**Written instruction 1**
Reproduce the article on Greek public finances word for word, from start to finish.
**Written instruction 2**
Give back only the entry lines from the one containing "and navy jersey" through the last line of the entries, inclusive, with "jersey" changed to "shirt" and everything else left as it is.

Page last updated at 13:58 GMT, Monday, 21 December 2009

Greek finances face 'credibility gap'

By Shaun Ley
BBC News, Athens

Athens demonstration, 17 December 2009
Protesters marched through Athens last week to protest public spending cuts

Greek Finance Minister George Papaconstantinou calls it a "credibility gap".

How far can the statistics for Greece's public finances be trusted?

The Bank of Greece says the budget deficit in 2009 will be 12.7%. Two months ago the previous government said it would be 6.7%.

One problem is that Greek civil servants have no accurate picture of how much their country is worth. The International Monetary Fund (IMF) thinks one third of wealth is undeclared; some analysts think it could be nearer half. Tax dodging is commonplace.

Yannis, an Athens landlord, says: "I appear in the taxes like I earn 2,000 euros (£1,780) a year, which is ridiculous... I earn approximately 70,000 euros a year."

It is corrupt, you give money to the tax collector, it won't go in streets or in schools
Furniture maker and landlord

He does not declare his income because he does not trust the system.

Demonstrators march under a banner claiming Greece's main labour union, GSEE, is collaborating with the SEV employers' federation during a protest in central Athens in the middle of December.

Records from a point labeling set
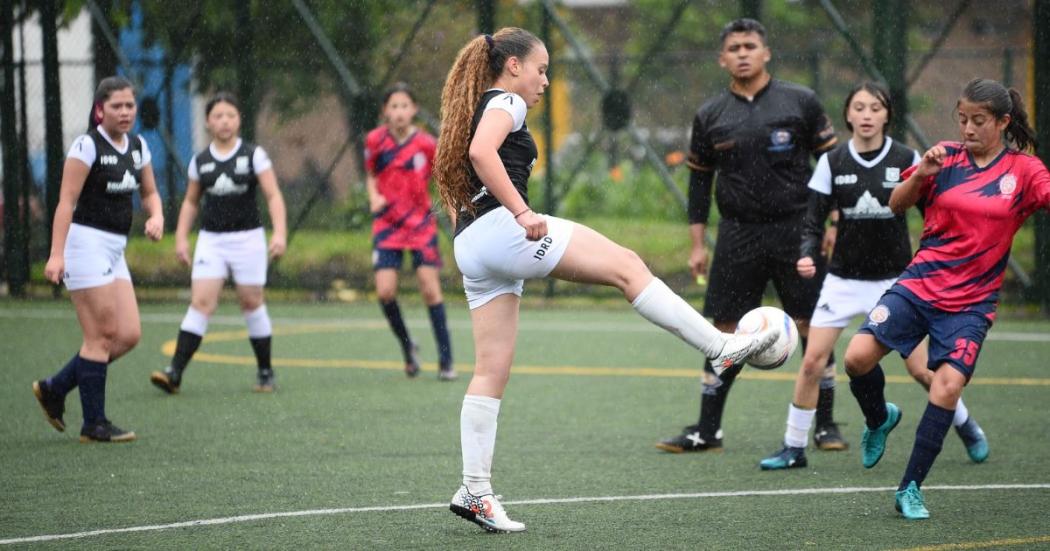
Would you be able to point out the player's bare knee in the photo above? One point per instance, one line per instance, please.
(858, 363)
(205, 305)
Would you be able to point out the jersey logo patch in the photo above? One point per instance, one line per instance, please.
(780, 140)
(126, 185)
(1007, 185)
(226, 186)
(867, 208)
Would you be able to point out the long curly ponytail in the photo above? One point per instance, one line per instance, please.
(477, 66)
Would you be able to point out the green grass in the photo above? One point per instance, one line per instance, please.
(580, 420)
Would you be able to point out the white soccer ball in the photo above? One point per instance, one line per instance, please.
(781, 350)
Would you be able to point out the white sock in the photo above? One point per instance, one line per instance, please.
(961, 414)
(799, 422)
(660, 305)
(194, 322)
(258, 322)
(478, 439)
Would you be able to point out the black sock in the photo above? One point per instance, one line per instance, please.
(713, 400)
(868, 390)
(65, 380)
(186, 346)
(929, 438)
(440, 324)
(91, 379)
(261, 347)
(393, 313)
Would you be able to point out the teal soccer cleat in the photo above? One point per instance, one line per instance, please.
(910, 503)
(873, 442)
(973, 439)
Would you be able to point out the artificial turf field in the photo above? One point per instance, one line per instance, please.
(349, 453)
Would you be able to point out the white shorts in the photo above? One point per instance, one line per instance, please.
(841, 299)
(93, 257)
(243, 253)
(496, 258)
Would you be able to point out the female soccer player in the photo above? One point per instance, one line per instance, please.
(977, 194)
(485, 154)
(227, 174)
(103, 168)
(399, 157)
(872, 249)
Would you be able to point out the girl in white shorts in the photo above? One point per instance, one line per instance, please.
(102, 171)
(227, 174)
(485, 154)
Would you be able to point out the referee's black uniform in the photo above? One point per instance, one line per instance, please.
(760, 150)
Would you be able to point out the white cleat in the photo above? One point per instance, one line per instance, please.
(483, 510)
(739, 347)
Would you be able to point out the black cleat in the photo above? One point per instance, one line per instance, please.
(169, 380)
(53, 404)
(105, 431)
(691, 440)
(828, 438)
(412, 366)
(788, 458)
(265, 382)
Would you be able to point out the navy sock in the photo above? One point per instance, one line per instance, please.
(65, 380)
(91, 377)
(929, 438)
(825, 400)
(440, 324)
(393, 313)
(868, 390)
(713, 401)
(186, 346)
(261, 347)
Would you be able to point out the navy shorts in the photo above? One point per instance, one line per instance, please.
(393, 258)
(901, 320)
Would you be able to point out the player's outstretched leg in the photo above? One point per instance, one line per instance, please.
(970, 432)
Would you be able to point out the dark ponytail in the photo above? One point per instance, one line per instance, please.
(1003, 102)
(1020, 131)
(106, 88)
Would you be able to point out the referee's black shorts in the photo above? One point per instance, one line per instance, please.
(747, 257)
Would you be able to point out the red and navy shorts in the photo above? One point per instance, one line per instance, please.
(901, 320)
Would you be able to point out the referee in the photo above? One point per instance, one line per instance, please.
(758, 136)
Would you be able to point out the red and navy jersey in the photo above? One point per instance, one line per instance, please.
(402, 171)
(970, 218)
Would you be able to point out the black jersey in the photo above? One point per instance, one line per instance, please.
(873, 242)
(105, 200)
(760, 149)
(518, 153)
(228, 188)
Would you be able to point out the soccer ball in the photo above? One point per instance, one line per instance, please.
(781, 350)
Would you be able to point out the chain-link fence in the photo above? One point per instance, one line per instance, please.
(597, 172)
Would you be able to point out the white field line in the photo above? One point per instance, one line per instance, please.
(524, 324)
(551, 501)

**Correct answer 1**
Page last updated at 13:58 GMT, Monday, 21 December 2009

Greek finances face 'credibility gap'

By Shaun Ley
BBC News, Athens

Athens demonstration, 17 December 2009
Protesters marched through Athens last week to protest public spending cuts

Greek Finance Minister George Papaconstantinou calls it a "credibility gap".

How far can the statistics for Greece's public finances be trusted?

The Bank of Greece says the budget deficit in 2009 will be 12.7%. Two months ago the previous government said it would be 6.7%.

One problem is that Greek civil servants have no accurate picture of how much their country is worth. The International Monetary Fund (IMF) thinks one third of wealth is undeclared; some analysts think it could be nearer half. Tax dodging is commonplace.

Yannis, an Athens landlord, says: "I appear in the taxes like I earn 2,000 euros (£1,780) a year, which is ridiculous... I earn approximately 70,000 euros a year."

It is corrupt, you give money to the tax collector, it won't go in streets or in schools
Furniture maker and landlord

He does not declare his income because he does not trust the system.

Demonstrators march under a banner claiming Greece's main labour union, GSEE, is collaborating with the SEV employers' federation during a protest in central Athens in the middle of December.

**Correct answer 2**
Would you be able to point out the red and navy shirt in the photo above? One point per instance, one line per instance, please.
(402, 171)
(970, 218)
Would you be able to point out the black shirt in the photo above? One point per instance, one line per instance, please.
(873, 242)
(105, 200)
(760, 149)
(518, 153)
(228, 188)
Would you be able to point out the soccer ball in the photo above? One point per instance, one line per instance, please.
(781, 350)
Would you be able to point out the chain-link fence in the photo above? One point per instance, one line per instance, please.
(597, 172)
Would you be able to point out the white field line in the photo above? One point per instance, one line per instance, please.
(524, 324)
(551, 501)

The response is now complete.